§ **WHAT YOU WILL DO**
From the top of the entries below through the line containing "# for every instance of the green grass, drop", return every line exactly as written, please, and stop there.
(RECORDS FOR PROCESSING begins)
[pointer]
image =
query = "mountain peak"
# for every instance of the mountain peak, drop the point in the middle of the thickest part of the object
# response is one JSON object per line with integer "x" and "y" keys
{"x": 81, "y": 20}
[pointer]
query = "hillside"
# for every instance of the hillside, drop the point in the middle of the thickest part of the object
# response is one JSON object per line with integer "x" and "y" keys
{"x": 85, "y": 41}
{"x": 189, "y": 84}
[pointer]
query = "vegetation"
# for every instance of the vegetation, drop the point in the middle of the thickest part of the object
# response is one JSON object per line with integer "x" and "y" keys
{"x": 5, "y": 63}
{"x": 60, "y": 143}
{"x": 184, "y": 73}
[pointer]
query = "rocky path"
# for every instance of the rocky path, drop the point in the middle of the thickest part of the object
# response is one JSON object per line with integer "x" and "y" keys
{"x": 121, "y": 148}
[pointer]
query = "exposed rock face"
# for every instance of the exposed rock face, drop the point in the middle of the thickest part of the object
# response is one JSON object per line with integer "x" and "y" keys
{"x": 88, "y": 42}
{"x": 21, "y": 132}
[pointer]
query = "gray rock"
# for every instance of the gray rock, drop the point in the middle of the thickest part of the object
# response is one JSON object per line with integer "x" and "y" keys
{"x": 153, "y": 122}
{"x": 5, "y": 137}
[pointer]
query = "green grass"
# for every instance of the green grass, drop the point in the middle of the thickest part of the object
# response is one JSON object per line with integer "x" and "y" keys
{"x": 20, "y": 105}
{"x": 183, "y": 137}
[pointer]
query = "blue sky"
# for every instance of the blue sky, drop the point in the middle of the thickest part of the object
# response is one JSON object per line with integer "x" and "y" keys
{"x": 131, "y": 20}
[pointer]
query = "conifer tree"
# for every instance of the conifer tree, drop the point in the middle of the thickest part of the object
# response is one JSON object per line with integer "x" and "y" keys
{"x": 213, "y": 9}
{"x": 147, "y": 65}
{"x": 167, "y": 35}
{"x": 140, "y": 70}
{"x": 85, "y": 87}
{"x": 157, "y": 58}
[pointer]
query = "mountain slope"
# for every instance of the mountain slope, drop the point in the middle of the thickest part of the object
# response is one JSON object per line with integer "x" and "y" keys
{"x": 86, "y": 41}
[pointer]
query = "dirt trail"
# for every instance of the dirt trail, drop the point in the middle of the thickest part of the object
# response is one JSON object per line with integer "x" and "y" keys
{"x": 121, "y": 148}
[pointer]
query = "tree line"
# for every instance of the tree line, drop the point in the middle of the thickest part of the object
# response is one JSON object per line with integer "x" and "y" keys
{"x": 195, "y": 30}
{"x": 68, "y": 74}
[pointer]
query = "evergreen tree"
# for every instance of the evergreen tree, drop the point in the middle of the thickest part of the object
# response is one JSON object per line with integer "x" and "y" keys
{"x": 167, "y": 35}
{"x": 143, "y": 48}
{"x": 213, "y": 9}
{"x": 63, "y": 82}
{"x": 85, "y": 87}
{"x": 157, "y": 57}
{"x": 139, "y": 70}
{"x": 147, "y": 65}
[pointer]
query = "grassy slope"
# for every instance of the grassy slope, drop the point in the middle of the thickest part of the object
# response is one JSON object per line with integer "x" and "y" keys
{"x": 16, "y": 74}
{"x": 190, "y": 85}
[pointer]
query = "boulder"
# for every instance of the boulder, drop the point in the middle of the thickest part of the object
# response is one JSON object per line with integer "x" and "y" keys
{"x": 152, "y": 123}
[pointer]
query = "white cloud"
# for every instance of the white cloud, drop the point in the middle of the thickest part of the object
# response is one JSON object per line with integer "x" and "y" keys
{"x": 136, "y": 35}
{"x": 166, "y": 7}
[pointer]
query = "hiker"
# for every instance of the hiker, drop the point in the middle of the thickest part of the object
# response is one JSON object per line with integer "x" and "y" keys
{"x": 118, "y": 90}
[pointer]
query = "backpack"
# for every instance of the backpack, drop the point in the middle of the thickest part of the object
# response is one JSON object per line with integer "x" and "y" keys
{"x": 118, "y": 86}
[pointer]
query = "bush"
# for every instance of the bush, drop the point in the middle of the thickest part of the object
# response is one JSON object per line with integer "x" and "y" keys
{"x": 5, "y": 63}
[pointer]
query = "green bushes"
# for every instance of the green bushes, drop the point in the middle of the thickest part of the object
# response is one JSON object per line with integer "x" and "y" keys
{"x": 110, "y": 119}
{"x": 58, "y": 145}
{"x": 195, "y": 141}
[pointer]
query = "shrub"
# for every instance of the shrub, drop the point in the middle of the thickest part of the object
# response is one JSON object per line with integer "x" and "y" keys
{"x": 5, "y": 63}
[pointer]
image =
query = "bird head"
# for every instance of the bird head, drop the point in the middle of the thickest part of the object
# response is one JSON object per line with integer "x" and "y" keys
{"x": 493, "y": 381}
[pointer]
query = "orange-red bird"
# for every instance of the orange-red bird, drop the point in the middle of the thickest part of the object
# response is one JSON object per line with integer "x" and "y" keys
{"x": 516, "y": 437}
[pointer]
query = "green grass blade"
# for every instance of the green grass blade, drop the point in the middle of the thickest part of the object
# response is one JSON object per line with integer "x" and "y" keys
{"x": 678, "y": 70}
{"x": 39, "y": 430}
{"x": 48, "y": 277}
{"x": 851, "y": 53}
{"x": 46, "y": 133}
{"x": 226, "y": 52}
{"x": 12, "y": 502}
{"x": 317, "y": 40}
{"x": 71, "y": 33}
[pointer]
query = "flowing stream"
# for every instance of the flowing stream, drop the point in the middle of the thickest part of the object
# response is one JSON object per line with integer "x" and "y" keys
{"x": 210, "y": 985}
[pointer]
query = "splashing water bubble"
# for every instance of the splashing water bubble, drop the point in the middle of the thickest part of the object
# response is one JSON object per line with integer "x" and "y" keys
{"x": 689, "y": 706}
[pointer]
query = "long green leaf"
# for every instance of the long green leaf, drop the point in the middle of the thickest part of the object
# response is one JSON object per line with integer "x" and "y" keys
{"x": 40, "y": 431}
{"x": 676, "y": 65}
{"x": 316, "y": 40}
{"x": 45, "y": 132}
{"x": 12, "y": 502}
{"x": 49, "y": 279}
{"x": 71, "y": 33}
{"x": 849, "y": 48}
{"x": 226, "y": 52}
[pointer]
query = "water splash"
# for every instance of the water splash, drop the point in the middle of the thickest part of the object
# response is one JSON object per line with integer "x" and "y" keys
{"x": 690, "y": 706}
(RECORDS FOR PROCESSING ends)
§ **YOUR SOLUTION**
[pointer]
image =
query = "mountain peak"
# for every instance of the mountain peak, drop the point in the middle of the thickest part of the object
# response is one JSON object per line with integer "x" and "y" keys
{"x": 81, "y": 20}
[pointer]
query = "hillside"
# for every instance of the hillside, drop the point in the middle of the thickest part of the object
# response is one JSON object per line with integer "x" and "y" keys
{"x": 85, "y": 41}
{"x": 189, "y": 84}
[pointer]
query = "vegetation"
# for every instance of the vegetation, drop the point in the middle of the thickest part of the object
# response is one JSON object per line with integer "x" and "y" keys
{"x": 5, "y": 63}
{"x": 60, "y": 143}
{"x": 184, "y": 73}
[pointer]
query = "rocky path"
# for every instance of the rocky path, drop the point in the middle of the thickest part of the object
# response is one JSON object per line with integer "x" and "y" keys
{"x": 121, "y": 148}
[pointer]
query = "exposed rock face"
# for every instance of the exposed rock face, drop the point in the middle of the thickest part of the object
# response is one JSON object per line with integer "x" and "y" keys
{"x": 88, "y": 42}
{"x": 21, "y": 132}
[pointer]
query = "gray rock"
# for every instance of the gray rock, drop the point in the middle of the thickest part of the object
# response is one JSON object per line with integer "x" and "y" keys
{"x": 153, "y": 122}
{"x": 5, "y": 137}
[pointer]
query = "green grass"
# for every instance of the green grass, drop the point in the middle of the thickest part of the object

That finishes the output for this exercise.